TASK OBJECTIVE
Present every line of the records below as a numbered list, omitting any blank lines.

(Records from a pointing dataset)

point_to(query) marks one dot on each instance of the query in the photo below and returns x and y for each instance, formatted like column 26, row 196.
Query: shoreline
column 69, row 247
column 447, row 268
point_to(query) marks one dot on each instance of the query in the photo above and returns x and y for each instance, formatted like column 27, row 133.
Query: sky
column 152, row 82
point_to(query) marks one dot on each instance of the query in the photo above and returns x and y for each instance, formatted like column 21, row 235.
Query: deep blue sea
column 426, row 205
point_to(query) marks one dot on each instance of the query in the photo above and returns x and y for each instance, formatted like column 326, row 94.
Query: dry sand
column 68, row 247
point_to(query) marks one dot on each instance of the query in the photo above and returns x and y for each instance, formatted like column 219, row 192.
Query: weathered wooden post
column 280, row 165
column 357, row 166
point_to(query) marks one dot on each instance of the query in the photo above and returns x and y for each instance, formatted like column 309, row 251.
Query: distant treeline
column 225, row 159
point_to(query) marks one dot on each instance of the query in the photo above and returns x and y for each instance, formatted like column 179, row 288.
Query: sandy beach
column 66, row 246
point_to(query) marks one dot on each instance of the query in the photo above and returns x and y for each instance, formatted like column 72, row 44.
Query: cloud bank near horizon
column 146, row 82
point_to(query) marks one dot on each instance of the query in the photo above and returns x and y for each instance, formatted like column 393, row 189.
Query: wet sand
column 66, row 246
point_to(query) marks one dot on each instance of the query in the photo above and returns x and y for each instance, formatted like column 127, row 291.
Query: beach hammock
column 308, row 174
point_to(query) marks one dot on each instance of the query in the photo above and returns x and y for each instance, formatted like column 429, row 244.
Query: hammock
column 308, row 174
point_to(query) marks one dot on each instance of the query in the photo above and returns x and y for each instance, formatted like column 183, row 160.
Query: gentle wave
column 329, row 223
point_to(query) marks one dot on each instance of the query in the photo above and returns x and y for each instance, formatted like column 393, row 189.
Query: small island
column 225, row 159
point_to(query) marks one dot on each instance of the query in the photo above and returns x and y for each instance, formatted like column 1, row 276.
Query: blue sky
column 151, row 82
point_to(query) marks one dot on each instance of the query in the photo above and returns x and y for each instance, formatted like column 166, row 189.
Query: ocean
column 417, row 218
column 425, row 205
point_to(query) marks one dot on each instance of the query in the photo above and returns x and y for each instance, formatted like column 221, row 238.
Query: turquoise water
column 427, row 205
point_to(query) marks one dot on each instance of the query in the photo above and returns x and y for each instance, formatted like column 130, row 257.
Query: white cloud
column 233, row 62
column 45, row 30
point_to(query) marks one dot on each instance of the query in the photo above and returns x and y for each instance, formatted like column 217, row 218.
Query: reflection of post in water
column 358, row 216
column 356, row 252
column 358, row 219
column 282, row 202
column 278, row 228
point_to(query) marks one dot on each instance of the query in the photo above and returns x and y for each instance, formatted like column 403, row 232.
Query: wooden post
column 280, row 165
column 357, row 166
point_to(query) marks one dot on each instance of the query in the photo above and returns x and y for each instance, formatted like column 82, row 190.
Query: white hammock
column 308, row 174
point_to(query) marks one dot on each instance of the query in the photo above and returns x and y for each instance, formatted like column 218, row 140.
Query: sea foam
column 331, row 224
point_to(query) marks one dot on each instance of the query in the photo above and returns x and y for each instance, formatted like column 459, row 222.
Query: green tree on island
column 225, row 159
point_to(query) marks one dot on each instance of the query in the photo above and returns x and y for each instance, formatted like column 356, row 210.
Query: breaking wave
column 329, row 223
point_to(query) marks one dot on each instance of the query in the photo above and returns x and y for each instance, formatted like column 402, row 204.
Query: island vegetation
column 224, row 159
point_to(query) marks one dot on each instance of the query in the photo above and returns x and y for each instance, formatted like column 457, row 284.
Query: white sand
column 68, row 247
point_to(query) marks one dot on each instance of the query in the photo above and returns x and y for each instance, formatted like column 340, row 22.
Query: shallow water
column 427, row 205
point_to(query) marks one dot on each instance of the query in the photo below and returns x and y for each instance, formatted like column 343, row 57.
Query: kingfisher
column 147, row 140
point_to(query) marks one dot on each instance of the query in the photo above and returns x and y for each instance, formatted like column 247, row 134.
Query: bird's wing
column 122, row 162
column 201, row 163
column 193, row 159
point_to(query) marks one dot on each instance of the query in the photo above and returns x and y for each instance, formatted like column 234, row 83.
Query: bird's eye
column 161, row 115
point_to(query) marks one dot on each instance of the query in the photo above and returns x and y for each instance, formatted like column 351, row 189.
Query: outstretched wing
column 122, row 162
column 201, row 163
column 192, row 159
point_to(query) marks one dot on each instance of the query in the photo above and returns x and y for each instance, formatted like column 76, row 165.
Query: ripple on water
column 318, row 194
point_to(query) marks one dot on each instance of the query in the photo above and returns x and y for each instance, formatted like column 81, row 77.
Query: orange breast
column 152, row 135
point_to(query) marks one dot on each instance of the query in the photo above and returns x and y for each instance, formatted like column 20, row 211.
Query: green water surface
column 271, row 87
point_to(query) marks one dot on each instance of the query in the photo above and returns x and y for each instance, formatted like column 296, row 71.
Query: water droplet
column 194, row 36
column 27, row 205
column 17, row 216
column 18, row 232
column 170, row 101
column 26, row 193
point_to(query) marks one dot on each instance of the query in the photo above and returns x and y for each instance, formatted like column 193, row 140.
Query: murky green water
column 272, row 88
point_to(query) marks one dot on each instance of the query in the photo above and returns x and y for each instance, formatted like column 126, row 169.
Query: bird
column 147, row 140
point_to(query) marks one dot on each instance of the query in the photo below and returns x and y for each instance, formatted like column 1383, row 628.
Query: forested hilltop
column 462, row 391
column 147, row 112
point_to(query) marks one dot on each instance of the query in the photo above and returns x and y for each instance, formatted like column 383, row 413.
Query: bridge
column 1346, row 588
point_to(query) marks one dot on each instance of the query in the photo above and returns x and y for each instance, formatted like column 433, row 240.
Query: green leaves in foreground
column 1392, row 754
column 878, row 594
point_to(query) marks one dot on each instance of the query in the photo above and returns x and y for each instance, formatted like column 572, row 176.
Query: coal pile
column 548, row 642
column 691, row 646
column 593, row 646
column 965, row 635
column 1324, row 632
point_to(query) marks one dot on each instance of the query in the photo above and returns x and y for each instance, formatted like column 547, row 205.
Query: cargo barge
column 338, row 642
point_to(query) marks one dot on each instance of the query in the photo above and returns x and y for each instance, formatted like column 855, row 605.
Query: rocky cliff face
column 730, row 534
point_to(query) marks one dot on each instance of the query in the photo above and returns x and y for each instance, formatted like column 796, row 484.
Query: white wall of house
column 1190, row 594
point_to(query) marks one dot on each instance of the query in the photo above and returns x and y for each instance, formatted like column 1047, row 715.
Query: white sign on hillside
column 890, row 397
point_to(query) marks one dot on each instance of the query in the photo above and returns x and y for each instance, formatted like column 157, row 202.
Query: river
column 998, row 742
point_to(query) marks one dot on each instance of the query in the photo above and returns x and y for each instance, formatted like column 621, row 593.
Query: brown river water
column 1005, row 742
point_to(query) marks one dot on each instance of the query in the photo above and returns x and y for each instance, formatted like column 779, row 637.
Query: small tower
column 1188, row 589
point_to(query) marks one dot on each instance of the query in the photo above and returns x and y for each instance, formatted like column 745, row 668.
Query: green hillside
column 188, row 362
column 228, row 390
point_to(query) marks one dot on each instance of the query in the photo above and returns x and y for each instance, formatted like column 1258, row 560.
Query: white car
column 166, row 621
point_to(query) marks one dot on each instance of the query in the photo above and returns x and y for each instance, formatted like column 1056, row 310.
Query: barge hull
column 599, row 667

ANSWER FOR THE TASK
1. point_to(query) marks one dot on each instance of the query in the photo below and returns x and y for each instance, formatted like column 26, row 196.
2. Query: shoreline
3. column 69, row 247
4. column 447, row 268
5. point_to(query) marks one dot on each instance of the query in the photo above and returns x and y for each instance, formatted like column 27, row 133.
6. Query: sky
7. column 152, row 82
8. point_to(query) marks one dot on each instance of the query in the photo above and returns x and y for each instance, formatted like column 21, row 235.
9. Query: deep blue sea
10. column 426, row 205
11. point_to(query) marks one dot on each instance of the query in the photo above and returns x and y for each instance, formatted like column 326, row 94.
12. Query: dry sand
13. column 68, row 247
14. point_to(query) marks one dot on each instance of the query in the photo above and returns x and y for each instance, formatted like column 219, row 192.
15. Query: weathered wooden post
16. column 280, row 165
17. column 357, row 166
18. point_to(query) marks one dot on each instance of the query in the photo above and returns x and y for each instance, formatted like column 309, row 251.
19. Query: distant treeline
20. column 225, row 159
21. point_to(query) marks one dot on each instance of the query in the photo above and returns x and y for each instance, formatted like column 179, row 288.
22. Query: sandy beach
23. column 66, row 246
24. point_to(query) marks one dot on each instance of the query in the photo above and returns x and y for each instance, formatted like column 72, row 44.
25. Query: cloud bank near horizon
26. column 146, row 82
27. point_to(query) marks one dot on each instance of the query in the photo above and returns x and y for each instance, formatted like column 393, row 189.
28. Query: wet sand
29. column 66, row 246
30. point_to(query) marks one dot on each instance of the query in the photo above and returns x and y for each instance, formatted like column 127, row 291.
31. Query: beach hammock
32. column 308, row 174
33. point_to(query) marks one dot on each instance of the query in the photo above and returns x and y for each instance, formatted like column 429, row 244.
34. Query: hammock
35. column 308, row 174
36. point_to(query) marks one dot on each instance of the query in the photo above and returns x and y for each instance, formatted like column 183, row 160.
37. Query: gentle wave
38. column 329, row 223
39. point_to(query) marks one dot on each instance of the query in the photo above and returns x and y for each instance, formatted like column 393, row 189.
40. Query: small island
41. column 225, row 159
42. point_to(query) marks one dot on each instance of the query in the photo above and returns x and y for each instance, formatted like column 1, row 276.
43. Query: blue sky
44. column 151, row 82
45. point_to(query) marks one dot on each instance of the query in the photo above and returns x and y for each instance, formatted like column 166, row 189.
46. Query: ocean
47. column 417, row 218
48. column 425, row 205
49. point_to(query) marks one dot on each instance of the query in the photo above and returns x and y for each instance, formatted like column 221, row 238.
50. Query: turquoise water
51. column 427, row 205
52. point_to(query) marks one dot on each instance of the query in the photo above and returns x and y for each instance, formatted like column 130, row 257.
53. Query: white cloud
54. column 233, row 62
55. column 45, row 30
56. point_to(query) marks one dot on each instance of the query in the photo above and returns x and y for each instance, formatted like column 217, row 218.
57. Query: reflection of post in water
58. column 358, row 216
59. column 356, row 252
60. column 358, row 219
61. column 282, row 202
62. column 278, row 228
63. point_to(query) marks one dot on each instance of the query in the photo above and returns x and y for each instance, formatted like column 403, row 232.
64. Query: wooden post
65. column 280, row 165
66. column 357, row 166
67. point_to(query) marks one dot on each instance of the query in the photo above and returns x and y for each instance, formatted like column 82, row 190.
68. Query: white hammock
69. column 308, row 174
70. point_to(query) marks one dot on each instance of the query in the photo above and returns x and y for each instance, formatted like column 218, row 140.
71. Query: sea foam
72. column 331, row 224
73. point_to(query) marks one dot on each instance of the query in the photo above and returns x and y for each instance, formatted like column 459, row 222.
74. Query: green tree on island
75. column 225, row 159
76. point_to(query) marks one dot on each instance of the query in the photo above and returns x and y for each instance, formatted like column 356, row 210.
77. Query: breaking wave
78. column 329, row 223
79. point_to(query) marks one dot on each instance of the query in the photo above and returns x and y for each instance, formatted like column 402, row 204.
80. Query: island vegetation
81. column 224, row 159
82. point_to(query) marks one dot on each instance of the query in the photo above and returns x and y for each instance, formatted like column 457, row 284.
83. Query: white sand
84. column 68, row 247
85. point_to(query) marks one dot on each instance of the query in the photo above and returns x and y for each instance, formatted like column 340, row 22.
86. Query: shallow water
87. column 427, row 205
88. point_to(query) marks one dot on each instance of the query in the photo below and returns x and y for each instance, formatted like column 343, row 57.
89. Query: kingfisher
90. column 147, row 140
91. point_to(query) marks one dot on each instance of the query in the photo above and returns x and y for each instance, formatted like column 247, row 134.
92. Query: bird's wing
93. column 122, row 162
94. column 201, row 163
95. column 193, row 159
96. point_to(query) marks one dot on each instance of the query in the photo above and returns x and y for each instance, formatted like column 234, row 83.
97. Query: bird's eye
98. column 161, row 115
99. point_to(query) marks one dot on each instance of the query in the photo above and returns x and y for each instance, formatted like column 351, row 189.
100. Query: outstretched wing
101. column 122, row 162
102. column 201, row 163
103. column 192, row 159
104. point_to(query) marks one dot on each instance of the query in the photo above and returns x and y for each instance, formatted like column 76, row 165.
105. Query: ripple on water
106. column 318, row 194
107. point_to(query) marks one dot on each instance of the query in the photo above and returns x and y for each instance, formatted like column 81, row 77.
108. Query: orange breast
109. column 152, row 135
110. point_to(query) marks one dot on each instance of the query in the photo above and returns x and y for each instance, formatted like column 20, row 211.
111. Query: green water surface
112. column 271, row 87
113. point_to(query) marks one dot on each instance of the query in the photo above and returns x and y for each instance, formatted like column 296, row 71.
114. Query: water droplet
115. column 194, row 36
116. column 27, row 205
117. column 17, row 216
118. column 18, row 232
119. column 170, row 101
120. column 26, row 193
121. point_to(query) marks one dot on each instance of the query in the photo above and returns x and y for each instance, formatted like column 193, row 140.
122. Query: murky green water
123. column 272, row 88
124. point_to(query) marks one dot on each instance of the query in the photo above and returns x and y for each instance, formatted like column 126, row 169.
125. Query: bird
126. column 147, row 140
127. point_to(query) marks one dot on each instance of the query in the photo below and returns x and y for each instance, formatted like column 1383, row 628.
128. Query: forested hilltop
129. column 462, row 391
130. column 147, row 112
131. point_to(query) marks one dot on each instance of the query in the photo above and returns x and y for each instance, formatted like column 383, row 413.
132. Query: bridge
133. column 1346, row 588
134. point_to(query) marks one dot on each instance of the query in the photo above and returns x and y for each instance, formatted like column 433, row 240.
135. Query: green leaves in foreground
136. column 1392, row 754
137. column 878, row 594
138. point_to(query) marks one dot on each instance of the query in the photo above and returns x and y for each instance, formatted like column 572, row 176.
139. Query: coal pile
140. column 548, row 642
141. column 691, row 646
142. column 593, row 646
143. column 965, row 635
144. column 1324, row 632
145. point_to(query) marks one dot on each instance of the query in the photo above and returns x and y for each instance, formatted like column 547, row 205.
146. Query: cargo barge
147. column 338, row 642
148. point_to(query) marks one dot on each instance of the query in the photo above and returns x and y for each instance, formatted like column 855, row 605.
149. Query: rocky cliff face
150. column 730, row 534
151. point_to(query) marks one dot on each instance of the query in the photo above and returns x and y for each instance, formatted like column 796, row 484.
152. Query: white wall of house
153. column 1190, row 594
154. point_to(query) marks one dot on each instance of the query in the photo above and returns x and y for each instance, formatted like column 1047, row 715.
155. Query: white sign on hillside
156. column 890, row 397
157. point_to(query) marks one dot on each instance of the query in the photo above and returns x and y for each instance, formatted like column 157, row 202.
158. Query: river
159. column 998, row 742
160. point_to(query) marks one dot on each instance of the query in the photo above and returns x and y for each instance, formatted like column 621, row 593.
161. Query: brown river water
162. column 1005, row 742
163. point_to(query) marks one dot on each instance of the query in the photo above and returns x and y for each instance, formatted like column 779, row 637.
164. Query: small tower
165. column 1188, row 589
166. point_to(query) marks one dot on each instance of the query in the photo above and returns x and y for each instance, formatted like column 745, row 668.
167. Query: green hillside
168. column 188, row 362
169. column 228, row 390
170. point_to(query) marks one dot on each instance of the query in the photo above and returns x and y for each instance, formatted like column 1258, row 560.
171. Query: white car
172. column 166, row 621
173. point_to(query) marks one dot on each instance of the query in the photo above and returns x and y for each instance, formatted like column 1056, row 310.
174. Query: barge hull
175. column 599, row 667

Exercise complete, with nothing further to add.